Instructions to follow - Reproduce each of the following entries verbatim, without altering any character.

Excerpted records -
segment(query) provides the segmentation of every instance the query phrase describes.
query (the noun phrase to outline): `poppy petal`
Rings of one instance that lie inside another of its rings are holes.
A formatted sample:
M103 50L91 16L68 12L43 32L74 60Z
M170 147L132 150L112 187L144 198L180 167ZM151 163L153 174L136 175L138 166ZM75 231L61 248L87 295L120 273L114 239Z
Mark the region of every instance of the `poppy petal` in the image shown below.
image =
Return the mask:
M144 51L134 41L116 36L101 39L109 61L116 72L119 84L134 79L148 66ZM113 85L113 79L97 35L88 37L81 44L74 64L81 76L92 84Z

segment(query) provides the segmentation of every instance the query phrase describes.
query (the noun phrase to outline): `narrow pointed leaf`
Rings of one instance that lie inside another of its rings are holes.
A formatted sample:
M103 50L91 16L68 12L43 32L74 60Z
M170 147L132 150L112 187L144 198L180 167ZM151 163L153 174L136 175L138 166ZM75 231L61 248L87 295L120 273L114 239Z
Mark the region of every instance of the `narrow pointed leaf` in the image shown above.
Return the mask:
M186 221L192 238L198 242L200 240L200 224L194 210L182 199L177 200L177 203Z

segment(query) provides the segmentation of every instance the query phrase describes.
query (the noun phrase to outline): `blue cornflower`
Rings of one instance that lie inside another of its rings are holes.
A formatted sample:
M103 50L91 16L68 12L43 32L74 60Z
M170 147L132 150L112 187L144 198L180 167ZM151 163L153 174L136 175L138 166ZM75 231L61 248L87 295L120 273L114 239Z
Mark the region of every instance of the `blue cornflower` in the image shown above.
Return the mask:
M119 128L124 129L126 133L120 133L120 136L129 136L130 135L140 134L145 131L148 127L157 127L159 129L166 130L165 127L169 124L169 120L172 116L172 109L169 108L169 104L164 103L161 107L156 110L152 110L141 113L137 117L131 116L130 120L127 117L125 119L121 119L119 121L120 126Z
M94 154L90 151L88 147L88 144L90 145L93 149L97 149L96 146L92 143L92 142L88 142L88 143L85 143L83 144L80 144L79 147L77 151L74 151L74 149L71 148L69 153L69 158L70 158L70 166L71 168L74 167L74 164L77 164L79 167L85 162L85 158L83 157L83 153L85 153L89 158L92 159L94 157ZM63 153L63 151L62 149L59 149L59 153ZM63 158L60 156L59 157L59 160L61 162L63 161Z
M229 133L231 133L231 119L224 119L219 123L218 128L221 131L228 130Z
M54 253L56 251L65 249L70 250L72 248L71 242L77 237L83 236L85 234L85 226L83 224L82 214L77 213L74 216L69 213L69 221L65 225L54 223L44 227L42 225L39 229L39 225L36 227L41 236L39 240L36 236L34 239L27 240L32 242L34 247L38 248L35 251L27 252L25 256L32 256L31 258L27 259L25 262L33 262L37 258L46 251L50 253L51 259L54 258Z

Result for this exercise -
segment(query) provides the segmentation of every instance the query phrase describes.
query (the noun phrase to outline): `poppy petal`
Rings of one instance that lie inside another of its rings are holes.
A formatted sample:
M103 50L91 16L68 12L43 32L74 60Z
M170 147L132 150L112 187L144 198L180 167ZM151 163L153 174L136 175L138 166ZM75 231L61 248L87 295L120 273L114 239Z
Mark the region of every instance of the `poppy petal` in the image shown below.
image =
Return the mask:
M144 51L134 41L116 36L101 39L109 61L116 72L119 84L134 79L148 66ZM113 85L113 79L97 35L88 37L81 44L74 64L81 76L92 84Z

segment(query) provides the segmentation of every instance the query phrase describes.
query (the noun phrase to outline): `narrow pointed leaf`
Rings of one instance that lie inside another of its rings are holes.
A formatted sample:
M103 50L91 16L68 12L43 32L74 60Z
M170 147L132 150L112 187L144 198L180 167ZM151 163L153 174L136 175L138 166ZM75 231L61 248L87 295L120 273L114 239Z
Mark the region of every instance of the `narrow pointed leaf` in the image shown above.
Return the mask:
M186 221L192 238L198 242L200 240L200 224L194 210L182 199L177 200L177 203Z

segment(query) provides the segmentation of every instance the query phrase describes.
query (the noun phrase to outline): `blue cornflower`
Rings of one instance that lie inside another of its rings are holes.
A formatted sample:
M103 50L91 16L68 12L43 32L74 60Z
M170 147L132 150L112 187L144 198L180 167ZM151 163L153 174L136 175L138 166ZM75 231L61 248L87 295L120 273L114 239Z
Mark the region of every instance of the `blue cornflower` in the image shown above.
Return the mask:
M119 128L124 129L126 133L120 133L120 136L129 136L130 135L140 134L145 131L148 127L157 127L159 129L166 130L165 127L169 124L169 120L172 116L172 109L169 108L169 104L164 103L161 107L156 110L152 110L141 113L137 117L131 116L130 120L127 117L125 119L121 119L119 121L120 126Z
M94 154L90 151L88 147L88 144L90 145L93 149L97 149L96 146L92 143L92 142L88 142L88 143L85 143L83 144L80 144L79 147L77 151L74 151L74 149L71 148L69 153L69 158L70 158L70 166L71 168L74 167L74 164L77 164L79 167L85 162L85 158L83 157L83 153L85 153L89 158L92 159L94 157ZM63 153L63 151L62 149L59 149L59 153ZM63 158L60 156L59 157L59 160L61 162L63 161Z
M229 133L231 133L231 119L224 119L219 123L218 128L221 131L228 130Z
M54 253L56 251L65 249L70 250L72 248L71 242L77 237L83 236L85 234L85 226L83 224L82 214L77 213L74 216L69 213L69 221L65 225L54 223L44 227L42 225L39 229L39 225L36 227L41 236L39 240L36 236L34 239L27 240L32 242L34 247L38 248L35 251L27 252L25 256L32 256L31 258L27 259L25 262L33 262L37 258L46 251L50 253L51 259L54 258Z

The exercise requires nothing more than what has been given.